▶ _Trecho da página_
++++++++++++++++++++
Vivendo às vésperas do fracionamento do Império Austro-Húngaro, em um ambiente marcado pela dissolução do estado multinacional e pelo surgimento de frágeis estados nacionais, Bartók pensava que a disciplina por ele criada, o Folclore Musical Comparado, poderia contribuir para o estabelecimento de fronteiras está­veis no “ barril de pólvora das nacionalidades” (: 128), ao poder determinar o tipo puro de cada item musical. Seu trabalho como folclorista era uma tentativa de elaborar um mapa musical do leste europeu a partir de uma equivalência entre estilo musical e essência nacional, de encontrar o estilo musical de cada nacionalidade e de desenhar o mapa da distribuição geográfica das músicas nacionais. É interessante notar que suas atividades de pesquisa de campo entre os povos do estado húngaro terminou em 1918, com o fim do próprio Império.
++++++++++++++++++++
Entradas de anotação de coordenadas:
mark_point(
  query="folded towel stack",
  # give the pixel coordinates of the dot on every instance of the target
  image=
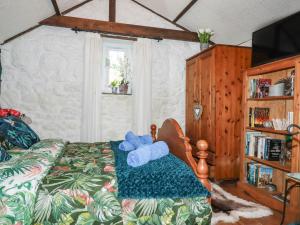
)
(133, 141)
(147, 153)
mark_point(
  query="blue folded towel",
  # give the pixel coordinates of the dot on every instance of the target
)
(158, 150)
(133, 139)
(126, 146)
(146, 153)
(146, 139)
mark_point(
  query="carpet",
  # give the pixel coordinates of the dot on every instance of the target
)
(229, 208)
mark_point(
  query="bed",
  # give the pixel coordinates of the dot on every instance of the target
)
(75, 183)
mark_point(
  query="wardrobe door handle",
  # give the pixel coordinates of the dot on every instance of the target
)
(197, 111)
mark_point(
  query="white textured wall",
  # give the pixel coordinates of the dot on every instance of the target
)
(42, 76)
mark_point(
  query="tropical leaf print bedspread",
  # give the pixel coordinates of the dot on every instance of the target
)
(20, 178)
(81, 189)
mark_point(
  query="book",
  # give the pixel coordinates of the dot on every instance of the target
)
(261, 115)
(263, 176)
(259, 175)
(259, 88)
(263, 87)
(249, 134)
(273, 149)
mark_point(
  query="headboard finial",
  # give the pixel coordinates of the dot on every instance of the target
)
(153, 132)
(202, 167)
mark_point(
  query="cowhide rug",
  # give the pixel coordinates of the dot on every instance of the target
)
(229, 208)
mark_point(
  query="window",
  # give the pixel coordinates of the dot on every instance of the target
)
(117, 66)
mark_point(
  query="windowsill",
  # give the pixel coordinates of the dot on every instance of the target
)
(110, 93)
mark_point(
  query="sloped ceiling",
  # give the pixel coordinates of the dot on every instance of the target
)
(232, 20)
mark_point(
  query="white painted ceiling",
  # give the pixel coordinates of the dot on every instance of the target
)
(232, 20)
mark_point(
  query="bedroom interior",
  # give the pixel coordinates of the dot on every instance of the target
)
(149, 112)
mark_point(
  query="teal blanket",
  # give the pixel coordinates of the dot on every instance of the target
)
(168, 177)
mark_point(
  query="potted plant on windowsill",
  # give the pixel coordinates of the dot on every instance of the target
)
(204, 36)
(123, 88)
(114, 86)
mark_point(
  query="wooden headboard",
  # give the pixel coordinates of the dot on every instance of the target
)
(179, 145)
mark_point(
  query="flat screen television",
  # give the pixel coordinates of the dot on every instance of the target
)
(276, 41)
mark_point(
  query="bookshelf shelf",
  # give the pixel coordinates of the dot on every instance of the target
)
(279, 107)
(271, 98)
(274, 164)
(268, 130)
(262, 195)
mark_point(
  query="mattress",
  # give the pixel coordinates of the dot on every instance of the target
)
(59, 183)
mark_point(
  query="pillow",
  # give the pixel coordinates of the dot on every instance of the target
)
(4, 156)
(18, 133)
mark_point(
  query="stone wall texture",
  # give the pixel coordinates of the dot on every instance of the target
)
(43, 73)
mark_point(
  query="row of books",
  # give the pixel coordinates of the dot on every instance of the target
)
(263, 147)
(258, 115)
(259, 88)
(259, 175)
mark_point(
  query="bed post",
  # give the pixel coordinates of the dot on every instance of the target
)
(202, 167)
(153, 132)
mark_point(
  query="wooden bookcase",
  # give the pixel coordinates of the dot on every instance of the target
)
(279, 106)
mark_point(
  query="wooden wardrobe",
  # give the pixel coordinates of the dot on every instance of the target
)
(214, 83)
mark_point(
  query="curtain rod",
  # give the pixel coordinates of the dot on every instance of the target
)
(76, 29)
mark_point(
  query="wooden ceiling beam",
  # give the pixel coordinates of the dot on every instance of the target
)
++++++++++++++++++++
▶ _Desafios_
(1) Copie novamente tudo do trecho sobre Bartók de "Vivendo às vésperas" até "do próprio Império.", trocando "mapa musical" por "atlas musical".
(2) Diga se cada afirmação abaixo concorda com o trecho sobre Bartók, respondendo sim ou não e citando as palavras decisivas do trecho. (a) A pesquisa de campo de Bartók entre os povos do estado húngaro terminou em 1918. (b) O Folclore Musical Comparado foi criado pelo próprio Bartók. (c) Bartók considerava que o estilo musical não tinha relação com a essência nacional.
(3) Resuma o trecho sobre Bartók em duas frases.

▶ _Respostas_
(1)
Vivendo às vésperas do fracionamento do Império Austro-Húngaro, em um ambiente marcado pela dissolução do estado multinacional e pelo surgimento de frágeis estados nacionais, Bartók pensava que a disciplina por ele criada, o Folclore Musical Comparado, poderia contribuir para o estabelecimento de fronteiras está­veis no “ barril de pólvora das nacionalidades” (: 128), ao poder determinar o tipo puro de cada item musical. Seu trabalho como folclorista era uma tentativa de elaborar um atlas musical do leste europeu a partir de uma equivalência entre estilo musical e essência nacional, de encontrar o estilo musical de cada nacionalidade e de desenhar o mapa da distribuição geográfica das músicas nacionais. É interessante notar que suas atividades de pesquisa de campo entre os povos do estado húngaro terminou em 1918, com o fim do próprio Império.

(2)
(a) Sim: "terminou em 1918, com o fim do próprio Império".
(b) Sim: "a disciplina por ele criada, o Folclore Musical Comparado".
(c) Não: "a partir de uma equivalência entre estilo musical e essência nacional".

(3) Bartók acreditava que o Folclore Musical Comparado, disciplina que criou, poderia ajudar a estabelecer fronteiras estáveis entre as nacionalidades, em meio à dissolução do Império Austro-Húngaro, ao determinar o tipo puro de cada item musical. Como folclorista, buscava elaborar um mapa musical do leste europeu associando estilo musical a essência nacional, e sua pesquisa de campo entre os povos do estado húngaro terminou em 1918, com o fim do Império.